__Excerpt to read__
Happy May Day to you! Here in Ireland, spring has been slow to reveal herself. Though the weather has been unseasonably cool, I do see a bit more sunshine and the breeze feels a tad warmer with each passing day. I’ve been waiting for the morning frosts to depart so I can plant my herb garden. We’re renting a house after years living in the concrete jungle of an apartment complex, so I’m looking forward to having room for growing plants and a shed to store bags of compost and gardening tools. Here in Cavan we’ve got a lovely local bookshop,the Crannóg, where I picked up a copy of Grow Your Own Crops in Pots, by Kay Maguire and the Royal Horticultural Society. Are you into container gardening? Please do share any tips or plants you love to grow in the comments section.
It’s been 1 month since we moved to Ireland, and little by little, we’re getting settled in our new home. We left America with two suitcases each and sold the rest of our possessions. Starting over is a strange feeling, but it sure does lend perspective as to what one really needs. In our lives this truly is spring, a time of regeneration. For my next post here on La Domestique I think I’ll share a peek into my new kitchen space. It’s about to become very busy in there as I get back to developing recipes. May is such an exciting month! I relish the tender salad greens, peppery radishes, tart rhubarb, and freshly harvested asparagus spears. Strawberries are on their way, and before long the perfume of elderflowers will fill the air. It’s all happening!

__Task list__
(1) Reproduce the part of the May Day post that begins with the words "It’s been 1" and stops after "It’s all happening!".
(2) In the May Day post, what is the name of the local bookshop in Cavan?
(3) For each statement, decide whether it agrees with the May Day post. Answer yes or no and quote the deciding words.
(a) The herb garden has already been planted.
(b) Each person left America with two suitcases.
(c) Two months have passed since the move to Ireland.

Data entries:

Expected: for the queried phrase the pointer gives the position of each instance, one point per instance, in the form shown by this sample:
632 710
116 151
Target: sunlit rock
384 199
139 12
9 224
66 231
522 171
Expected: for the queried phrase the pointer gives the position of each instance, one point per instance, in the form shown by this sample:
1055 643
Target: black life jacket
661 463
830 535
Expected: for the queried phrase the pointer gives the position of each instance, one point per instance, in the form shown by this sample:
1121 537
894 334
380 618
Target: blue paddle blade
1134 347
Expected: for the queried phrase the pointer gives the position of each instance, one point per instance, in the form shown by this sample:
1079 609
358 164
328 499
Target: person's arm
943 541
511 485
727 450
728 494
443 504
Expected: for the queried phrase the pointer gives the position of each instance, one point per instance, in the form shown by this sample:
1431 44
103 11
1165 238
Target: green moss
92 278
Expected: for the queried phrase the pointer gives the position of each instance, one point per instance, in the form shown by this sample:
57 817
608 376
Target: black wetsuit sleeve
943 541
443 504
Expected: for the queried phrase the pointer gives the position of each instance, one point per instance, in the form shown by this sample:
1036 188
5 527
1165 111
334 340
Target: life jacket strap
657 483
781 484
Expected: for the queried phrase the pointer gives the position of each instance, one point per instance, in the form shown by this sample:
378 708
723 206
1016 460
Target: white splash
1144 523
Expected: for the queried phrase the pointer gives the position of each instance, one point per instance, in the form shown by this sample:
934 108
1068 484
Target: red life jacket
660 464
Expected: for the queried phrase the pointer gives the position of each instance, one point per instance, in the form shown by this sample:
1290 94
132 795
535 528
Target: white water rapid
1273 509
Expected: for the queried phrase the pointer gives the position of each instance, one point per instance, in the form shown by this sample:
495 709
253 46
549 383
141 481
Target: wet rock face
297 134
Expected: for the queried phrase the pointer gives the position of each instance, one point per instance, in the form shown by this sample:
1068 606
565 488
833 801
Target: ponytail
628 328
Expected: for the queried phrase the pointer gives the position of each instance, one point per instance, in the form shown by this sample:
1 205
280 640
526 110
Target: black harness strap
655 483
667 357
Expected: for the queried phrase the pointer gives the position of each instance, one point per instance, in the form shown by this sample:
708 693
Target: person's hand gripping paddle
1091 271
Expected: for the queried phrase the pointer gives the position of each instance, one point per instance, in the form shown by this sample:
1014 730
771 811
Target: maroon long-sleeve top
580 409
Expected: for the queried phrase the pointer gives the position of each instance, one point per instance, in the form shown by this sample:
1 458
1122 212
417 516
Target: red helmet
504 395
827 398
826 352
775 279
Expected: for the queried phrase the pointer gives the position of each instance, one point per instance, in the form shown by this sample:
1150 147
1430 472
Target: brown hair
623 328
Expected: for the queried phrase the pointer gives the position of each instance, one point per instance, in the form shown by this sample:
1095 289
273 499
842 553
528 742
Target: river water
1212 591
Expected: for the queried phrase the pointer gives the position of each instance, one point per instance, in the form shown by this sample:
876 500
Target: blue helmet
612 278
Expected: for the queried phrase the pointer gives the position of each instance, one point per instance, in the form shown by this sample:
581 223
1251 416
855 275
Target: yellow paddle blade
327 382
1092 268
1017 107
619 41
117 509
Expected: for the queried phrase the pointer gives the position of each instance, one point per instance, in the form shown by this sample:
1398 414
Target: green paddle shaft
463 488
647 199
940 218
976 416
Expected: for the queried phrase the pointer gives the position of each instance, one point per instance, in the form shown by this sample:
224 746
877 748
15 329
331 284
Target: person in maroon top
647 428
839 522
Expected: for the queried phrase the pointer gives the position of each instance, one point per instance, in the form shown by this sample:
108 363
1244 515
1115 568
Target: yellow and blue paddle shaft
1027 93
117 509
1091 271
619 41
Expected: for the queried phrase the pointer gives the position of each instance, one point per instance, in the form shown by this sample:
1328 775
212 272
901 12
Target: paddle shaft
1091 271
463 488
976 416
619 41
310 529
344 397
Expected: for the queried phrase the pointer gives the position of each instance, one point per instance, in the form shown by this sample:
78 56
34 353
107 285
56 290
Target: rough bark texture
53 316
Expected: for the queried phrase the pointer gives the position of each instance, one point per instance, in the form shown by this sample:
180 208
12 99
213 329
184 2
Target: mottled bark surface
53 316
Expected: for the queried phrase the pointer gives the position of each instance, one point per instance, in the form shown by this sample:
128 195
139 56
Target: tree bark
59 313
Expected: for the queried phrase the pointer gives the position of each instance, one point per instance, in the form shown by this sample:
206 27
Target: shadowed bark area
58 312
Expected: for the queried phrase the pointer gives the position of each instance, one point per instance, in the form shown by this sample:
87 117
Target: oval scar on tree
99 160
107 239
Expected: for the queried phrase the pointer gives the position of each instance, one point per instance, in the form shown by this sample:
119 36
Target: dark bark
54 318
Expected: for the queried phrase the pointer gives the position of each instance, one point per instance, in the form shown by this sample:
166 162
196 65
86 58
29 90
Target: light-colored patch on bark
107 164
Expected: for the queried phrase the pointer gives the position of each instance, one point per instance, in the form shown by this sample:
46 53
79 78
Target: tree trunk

__Activity answers__
(1)
It’s been 1 month since we moved to Ireland, and little by little, we’re getting settled in our new home. We left America with two suitcases each and sold the rest of our possessions. Starting over is a strange feeling, but it sure does lend perspective as to what one really needs. In our lives this truly is spring, a time of regeneration. For my next post here on La Domestique I think I’ll share a peek into my new kitchen space. It’s about to become very busy in there as I get back to developing recipes. May is such an exciting month! I relish the tender salad greens, peppery radishes, tart rhubarb, and freshly harvested asparagus spears. Strawberries are on their way, and before long the perfume of elderflowers will fill the air. It’s all happening!

(2) The Crannóg.

(3)
(a) No: "I’ve been waiting for the morning frosts to depart so I can plant my herb garden."
(b) Yes: "We left America with two suitcases each"
(c) No: "It’s been 1 month since we moved to Ireland"